The reactions to the Spain bailout are pessimistic

Goldman Sachs Group Inc. is forecasting a 23 percent return in a year for industrial metals with gold as one of their top picks. Jeffrey Currie, head of commodities research said, “Although the macroeconomic backdrop still remains uncertain, particularly in Europe, we believe that the selloff in commodity prices is likely overdone and the price risks are shifting more to the upside.”

Spain is now the fourth eurozone member to receive a bailout in the past three years when the debt crisis began in Europe. There is fear in the air that this bailout will put the nation in a deeper hole causing them to need assistance as well. Christian Reicherter at DZ Bank AG said, “This bailout doesn’t solve the euro-region debt crisis. There is skepticism about whether the money is enough for the banks and whether the nation might also need help, and this will keep Spanish bonds under pressure.”
-=-=-
** Exercise task **
Please write what comes next in the article on reactions to the Spain bailout, picking up after its final quoted sentence.

** Shape boundary entries **
-=-=-
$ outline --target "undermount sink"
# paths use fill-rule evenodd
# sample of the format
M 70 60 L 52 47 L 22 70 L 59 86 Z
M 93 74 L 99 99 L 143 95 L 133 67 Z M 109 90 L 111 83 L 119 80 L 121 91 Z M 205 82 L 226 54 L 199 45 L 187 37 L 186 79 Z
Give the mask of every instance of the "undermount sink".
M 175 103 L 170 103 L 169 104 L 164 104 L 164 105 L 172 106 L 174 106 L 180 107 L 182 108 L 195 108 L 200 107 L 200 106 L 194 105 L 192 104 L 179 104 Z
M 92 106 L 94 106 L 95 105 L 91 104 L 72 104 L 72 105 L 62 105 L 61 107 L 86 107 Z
-=-=-
** Result of this exercise **
The market is reacting to the Greek elections that are approaching with the U.S.A. stock market falling today. Investors are remaining cautious with the possibility of the Federal Reserve announcing another round of quantitative easing. Andrew Fitzpatrick at Hinsdale Associates said, “It’s a market that is looking to the next thing. It’s a market that is looking to the next thing. It could be Greece, and it could be further economic data. It’s a market waiting for possible Fed or European bank easing.”

At 5 p.m. (EDT), the APMEX Precious Metals spot prices were:

  • Gold, $1,597.60, Up $6.20.
  • Silver, $28.61, Up $0.05.
  • Platinum, $1,445.70, Up $18.60.
  • Palladium, $622.00, Up $10.00.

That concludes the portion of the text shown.